**Fragment**
Wygrani i przegrani

Chciałbym napisać parę słów o sobie i nie tylko. Prawda jest taka, że jedni mają w życiu łatwo, a inni zawsze pod górkę. Ja niestety należę do tych drugich. Wszystko mi przychodzi, a raczej nie przychodzi z trudem. Nie przypominam sobie, żeby cokolwiek mi kiedyś wyszło, nawet nie ma takiej rzeczy w której jestem dobry. Pewnie pomyślicie, że brak mi wiary w siebie i motywacji? Otóż kiedyś miałem jedno oraz drugie i nie było większej różnicy, prócz rosnącego wkurwienia z powodu ciągłych porażek. Czuje, że już wszyscy się ode mnie odwrócili. Nie mam żadnych przyjaciół, prócz tych kilku osób z którymi chodzę do klasy i nic ponadto. Każdy mną tylko pomiata, nie potrafię się przeciwstawić choćbym nie wiem jak bardzo chciał. O płci przeciwnej nawet nie mam co myśleć, gdyż nie dość, że jestem przygłupem to jeszcze brzydkim. Nic mi po tym, że staram się być miłym dla innych, inni nie są tacy dla mnie. Niedługo całkowicie zamknę się w sobie, przestane wychodzić z domu, nie licząc wyjść do szkoły/sklepu. To chyba będzie najlepsze wyjście. Aż boję się pomyśleć co dalej, bo mimo mojego młodego wieku (17 lat), czuję że już teraz przegrałem życie. Widocznie bycie nieudacznikiem jest mi pisane.

75
70

Komentarze do "Wygrani i przegrani"

  1. chujowiczu! zarabiaj z kluu.pl, bez działalności gospodarczej, konto automatycznie weryfikowane
  2. ja mam 28 prawie 29 lat i czuje się tak samo. moje jedyne wyjścia to tylko do pracy i do sklepu 🙁

    1

    0
    Odpowiedz
  3. W tym przypadku może przydać się reguła „miej wyjebane a będzie ci dane” . Czyli np. zagaduj do ludzi na pełnym luzie a może akurat komuś się to spodoba. Jak nie dziś to kiedy? Nigdy?

**Zadanie 1**
Policz wiersze rekordów, w których występuje słowo „vermilion”, i podaj wyłącznie ich liczbę.

**Podane rekordy**
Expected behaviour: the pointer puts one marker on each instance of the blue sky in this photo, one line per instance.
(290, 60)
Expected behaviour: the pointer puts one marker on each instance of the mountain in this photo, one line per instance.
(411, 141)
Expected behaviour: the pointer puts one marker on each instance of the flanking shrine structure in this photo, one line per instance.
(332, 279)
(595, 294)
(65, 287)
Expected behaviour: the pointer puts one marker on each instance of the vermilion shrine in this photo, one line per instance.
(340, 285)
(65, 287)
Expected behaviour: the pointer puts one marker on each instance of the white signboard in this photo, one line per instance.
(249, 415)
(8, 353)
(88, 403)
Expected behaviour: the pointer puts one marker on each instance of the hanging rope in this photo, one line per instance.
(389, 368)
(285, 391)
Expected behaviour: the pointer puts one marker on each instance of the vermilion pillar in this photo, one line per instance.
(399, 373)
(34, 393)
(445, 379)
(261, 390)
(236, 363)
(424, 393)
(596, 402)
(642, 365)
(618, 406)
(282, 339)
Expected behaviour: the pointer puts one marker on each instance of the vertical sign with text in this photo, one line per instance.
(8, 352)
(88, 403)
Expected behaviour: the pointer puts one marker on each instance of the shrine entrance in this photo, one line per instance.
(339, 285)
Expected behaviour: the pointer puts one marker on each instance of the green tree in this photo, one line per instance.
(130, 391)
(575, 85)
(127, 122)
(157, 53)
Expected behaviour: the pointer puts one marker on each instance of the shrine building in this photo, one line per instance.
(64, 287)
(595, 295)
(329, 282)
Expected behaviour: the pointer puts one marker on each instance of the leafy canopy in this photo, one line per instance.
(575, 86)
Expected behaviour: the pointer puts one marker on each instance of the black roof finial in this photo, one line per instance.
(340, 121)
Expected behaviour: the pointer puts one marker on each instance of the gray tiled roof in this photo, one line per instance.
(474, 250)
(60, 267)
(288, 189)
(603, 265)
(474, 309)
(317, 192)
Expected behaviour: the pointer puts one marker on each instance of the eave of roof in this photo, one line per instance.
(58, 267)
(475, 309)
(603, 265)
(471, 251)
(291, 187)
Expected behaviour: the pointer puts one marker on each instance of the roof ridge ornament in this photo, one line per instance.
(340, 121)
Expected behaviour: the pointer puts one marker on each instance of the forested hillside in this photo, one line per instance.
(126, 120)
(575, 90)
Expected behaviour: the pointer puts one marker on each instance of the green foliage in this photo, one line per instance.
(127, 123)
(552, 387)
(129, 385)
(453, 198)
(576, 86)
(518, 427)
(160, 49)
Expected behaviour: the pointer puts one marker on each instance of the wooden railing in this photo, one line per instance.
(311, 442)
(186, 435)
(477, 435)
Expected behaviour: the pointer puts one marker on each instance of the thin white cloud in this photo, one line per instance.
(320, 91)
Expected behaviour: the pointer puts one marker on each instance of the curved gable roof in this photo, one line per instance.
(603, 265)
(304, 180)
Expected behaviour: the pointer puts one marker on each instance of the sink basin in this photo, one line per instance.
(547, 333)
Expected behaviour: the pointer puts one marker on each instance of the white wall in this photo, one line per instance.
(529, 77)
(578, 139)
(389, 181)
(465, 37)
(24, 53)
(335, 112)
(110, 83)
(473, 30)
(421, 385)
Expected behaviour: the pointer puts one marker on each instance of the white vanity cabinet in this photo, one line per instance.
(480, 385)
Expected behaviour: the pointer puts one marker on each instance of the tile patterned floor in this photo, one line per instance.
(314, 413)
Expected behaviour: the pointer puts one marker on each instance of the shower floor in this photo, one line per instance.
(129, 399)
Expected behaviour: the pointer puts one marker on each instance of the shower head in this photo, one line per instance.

**Zadanie 2**
Przepisz w całości tekst „Wygrani i przegrani” zamieszczony powyżej, bez żadnych zmian.

**Pełna odpowiedź 1**
2

**Pełna odpowiedź 2**
Wygrani i przegrani

Chciałbym napisać parę słów o sobie i nie tylko. Prawda jest taka, że jedni mają w życiu łatwo, a inni zawsze pod górkę. Ja niestety należę do tych drugich. Wszystko mi przychodzi, a raczej nie przychodzi z trudem. Nie przypominam sobie, żeby cokolwiek mi kiedyś wyszło, nawet nie ma takiej rzeczy w której jestem dobry. Pewnie pomyślicie, że brak mi wiary w siebie i motywacji? Otóż kiedyś miałem jedno oraz drugie i nie było większej różnicy, prócz rosnącego wkurwienia z powodu ciągłych porażek. Czuje, że już wszyscy się ode mnie odwrócili. Nie mam żadnych przyjaciół, prócz tych kilku osób z którymi chodzę do klasy i nic ponadto. Każdy mną tylko pomiata, nie potrafię się przeciwstawić choćbym nie wiem jak bardzo chciał. O płci przeciwnej nawet nie mam co myśleć, gdyż nie dość, że jestem przygłupem to jeszcze brzydkim. Nic mi po tym, że staram się być miłym dla innych, inni nie są tacy dla mnie. Niedługo całkowicie zamknę się w sobie, przestane wychodzić z domu, nie licząc wyjść do szkoły/sklepu. To chyba będzie najlepsze wyjście. Aż boję się pomyśleć co dalej, bo mimo mojego młodego wieku (17 lat), czuję że już teraz przegrałem życie. Widocznie bycie nieudacznikiem jest mi pisane.

75
70

Komentarze do "Wygrani i przegrani"

  1. chujowiczu! zarabiaj z kluu.pl, bez działalności gospodarczej, konto automatycznie weryfikowane
  2. ja mam 28 prawie 29 lat i czuje się tak samo. moje jedyne wyjścia to tylko do pracy i do sklepu 🙁

    1

    0
    Odpowiedz
  3. W tym przypadku może przydać się reguła „miej wyjebane a będzie ci dane” . Czyli np. zagaduj do ludzi na pełnym luzie a może akurat komuś się to spodoba. Jak nie dziś to kiedy? Nigdy?